# [Excerpted text]
Why is this a revelation to me?  I know all of this.  I guess just didn't for my own life.  How much more is there that I know, but don't really know it for me?

This has been my distraction!  The enemy has had me so wrapped up in these situations that my growth has been stunted lately.  It is amazing how after just that conversation the weight that has left, the peace that has come, and this morning the revelation I once again received (even though small) by reading His Word. 

Thank you God for awakening me to me, to the distraction.  Help me to not allow distraction in my life! 

Thursday, March 3, 2011

You won't win!!

Enemy,

I just wanted to inform you that all the victories God gave me are still mine!  All of the attempts to distract me will not work.  All of the attacks on those that I love are wounding, but never crippling.  I will overcome, I will move forward into all that He has for me.  I will not quit holding on to His promises for my life and my family's.  God's plan will prevail in my life!  You will loose this battle. 

So take note that your attempts are futile!  I have already won!

Kati

Friday, January 28, 2011

v day

Candy Hearts Valentine's Day 5x7 folded card
Unique party invitations and announcements by Shutterfly.
View the entire collection of cards.

Saturday, December 18, 2010

Seeing

I came upstairs and saw your Cinderella doll and your milk cup in the window sill of our room.  When I went into the bathroom the tie to my sweater was tied to the bathroom towel rack.  It really struck me in that moment of how these moments will not last forever and that one day I won't see these little presents you give to me.  One day you will grow up and leave behind these "childish" things, but I hope that you know I will always treasure them.

I went into your room just to see you once more before falling asleep and was once again amazed by how beautiful you are.  I had to just watch you sleep for awhile.  God has truely blessed me with such a wonderful little girl.

I am so thankful when He stops me long enough to take these special moments in.  I pray that I don't allow myself to ever get to busy where I will miss them.

I am off to some much needed sleep, but I might go in one more time to get a short snuggle with my little firstborn.

Monday, November 8, 2010

Imagine

Dare I dream?

A cool river gently running, the water is so refreshing.  Along side there are bluffs to climb and forests to explore.  The excitement and amazement of the beauty that is there to for me to find.  To my delight I discovery something wonderful.  I show You and see the approval on Your face and that You share in my delight.  As I continue in this place of awe and wonder You walk with me, enjoying me.  You are so patient and genuinly happy to just be with me.  You encourage me to go on.  I  run like a child so carefree then I stop to sit by You, to talk, to listen.  You tell me of how much You love me, not for what I've done, but simply for who I am.  My heart is exploding with love and desire for more of You...

# [Complete the following]
1. Answer these questions about the blog entries:
(a) In the entry dated March 3, 2011, what does the writer say the attacks on loved ones are never?
(b) In the entry dated December 18, 2010, what was tied to the bathroom towel rack?
(c) In the "Imagine" entry, what is described as gently running?
2. What do the blog entries say? Sum them up in two sentences.

# [Source information]
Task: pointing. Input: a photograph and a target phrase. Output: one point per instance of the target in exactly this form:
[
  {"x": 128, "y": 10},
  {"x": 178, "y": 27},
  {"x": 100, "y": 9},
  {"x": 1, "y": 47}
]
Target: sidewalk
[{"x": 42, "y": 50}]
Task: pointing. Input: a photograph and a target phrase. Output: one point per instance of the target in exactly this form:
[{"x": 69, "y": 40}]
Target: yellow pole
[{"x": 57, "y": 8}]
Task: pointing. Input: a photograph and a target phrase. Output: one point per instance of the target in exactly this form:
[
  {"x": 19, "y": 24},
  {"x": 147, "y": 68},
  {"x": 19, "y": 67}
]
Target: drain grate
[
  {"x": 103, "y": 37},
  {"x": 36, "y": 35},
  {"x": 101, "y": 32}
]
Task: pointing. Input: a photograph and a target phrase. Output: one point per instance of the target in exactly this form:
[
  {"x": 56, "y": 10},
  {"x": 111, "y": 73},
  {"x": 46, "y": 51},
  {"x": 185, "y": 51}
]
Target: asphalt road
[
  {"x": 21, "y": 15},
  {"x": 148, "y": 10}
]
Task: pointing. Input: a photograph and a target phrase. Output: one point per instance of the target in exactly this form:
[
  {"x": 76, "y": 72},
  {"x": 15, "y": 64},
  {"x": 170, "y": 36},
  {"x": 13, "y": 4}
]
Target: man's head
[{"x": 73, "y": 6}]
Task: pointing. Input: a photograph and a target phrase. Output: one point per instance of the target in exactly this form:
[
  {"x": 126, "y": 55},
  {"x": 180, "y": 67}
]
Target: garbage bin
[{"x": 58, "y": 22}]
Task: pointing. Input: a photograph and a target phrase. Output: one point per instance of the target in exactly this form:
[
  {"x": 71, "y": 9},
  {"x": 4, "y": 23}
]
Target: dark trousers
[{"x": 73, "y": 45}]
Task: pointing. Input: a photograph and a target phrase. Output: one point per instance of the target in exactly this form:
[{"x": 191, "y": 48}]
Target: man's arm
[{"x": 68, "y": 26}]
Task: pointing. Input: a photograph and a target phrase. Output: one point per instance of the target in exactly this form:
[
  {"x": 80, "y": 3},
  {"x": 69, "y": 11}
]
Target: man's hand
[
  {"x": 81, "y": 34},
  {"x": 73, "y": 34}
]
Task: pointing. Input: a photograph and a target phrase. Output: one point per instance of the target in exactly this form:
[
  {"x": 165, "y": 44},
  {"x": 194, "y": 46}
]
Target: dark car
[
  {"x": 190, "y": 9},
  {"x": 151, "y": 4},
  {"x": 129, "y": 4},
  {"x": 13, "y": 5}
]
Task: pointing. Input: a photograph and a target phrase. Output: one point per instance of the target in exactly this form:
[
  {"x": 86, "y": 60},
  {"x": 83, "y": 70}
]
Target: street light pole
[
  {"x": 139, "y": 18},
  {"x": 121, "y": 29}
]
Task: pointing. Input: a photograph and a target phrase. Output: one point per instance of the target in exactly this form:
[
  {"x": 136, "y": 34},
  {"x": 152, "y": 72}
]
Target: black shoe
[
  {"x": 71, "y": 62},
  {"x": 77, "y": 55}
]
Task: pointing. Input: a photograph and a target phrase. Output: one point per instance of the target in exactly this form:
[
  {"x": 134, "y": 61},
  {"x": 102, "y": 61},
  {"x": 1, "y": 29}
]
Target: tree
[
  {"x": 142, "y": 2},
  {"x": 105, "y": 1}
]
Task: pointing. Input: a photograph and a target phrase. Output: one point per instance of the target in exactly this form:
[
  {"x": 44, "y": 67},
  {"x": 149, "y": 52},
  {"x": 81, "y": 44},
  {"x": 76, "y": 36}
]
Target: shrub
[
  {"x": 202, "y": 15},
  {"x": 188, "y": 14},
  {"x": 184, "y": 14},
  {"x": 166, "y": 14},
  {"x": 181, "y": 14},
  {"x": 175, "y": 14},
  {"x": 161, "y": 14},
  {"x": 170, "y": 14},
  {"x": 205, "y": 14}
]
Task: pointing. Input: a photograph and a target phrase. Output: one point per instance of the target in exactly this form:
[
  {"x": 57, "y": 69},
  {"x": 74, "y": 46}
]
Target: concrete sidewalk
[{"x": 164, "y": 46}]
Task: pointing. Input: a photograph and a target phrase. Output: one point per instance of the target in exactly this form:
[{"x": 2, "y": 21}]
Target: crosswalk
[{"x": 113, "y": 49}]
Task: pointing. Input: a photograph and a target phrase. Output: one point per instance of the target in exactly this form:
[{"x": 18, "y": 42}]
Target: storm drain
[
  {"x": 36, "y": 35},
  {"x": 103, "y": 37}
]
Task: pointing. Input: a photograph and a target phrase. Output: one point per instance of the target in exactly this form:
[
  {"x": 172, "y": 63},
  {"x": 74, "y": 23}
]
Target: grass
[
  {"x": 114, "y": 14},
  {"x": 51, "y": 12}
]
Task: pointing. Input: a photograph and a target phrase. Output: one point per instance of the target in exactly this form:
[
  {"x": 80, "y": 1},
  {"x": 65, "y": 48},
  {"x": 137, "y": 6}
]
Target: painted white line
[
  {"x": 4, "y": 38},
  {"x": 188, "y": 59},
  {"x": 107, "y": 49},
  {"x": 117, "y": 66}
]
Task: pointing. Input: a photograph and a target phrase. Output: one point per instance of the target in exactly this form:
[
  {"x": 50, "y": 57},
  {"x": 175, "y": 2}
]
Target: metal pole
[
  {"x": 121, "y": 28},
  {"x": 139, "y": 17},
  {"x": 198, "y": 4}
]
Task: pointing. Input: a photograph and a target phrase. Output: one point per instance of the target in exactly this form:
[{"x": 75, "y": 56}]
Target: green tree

# [Numbered responses]
1.
(a) Crippling.
(b) The tie to the writer's sweater.
(c) A cool river.

2. The writer realizes that distraction from the enemy has stunted the writer's growth and asks God for help against it, then in a March 2011 letter tells the enemy that its attempts are futile and that God's plan will prevail. Other entries describe treasuring small gifts from a little girl and watching her sleep, and imagine exploring a beautiful river landscape while walking with a patient, loving God.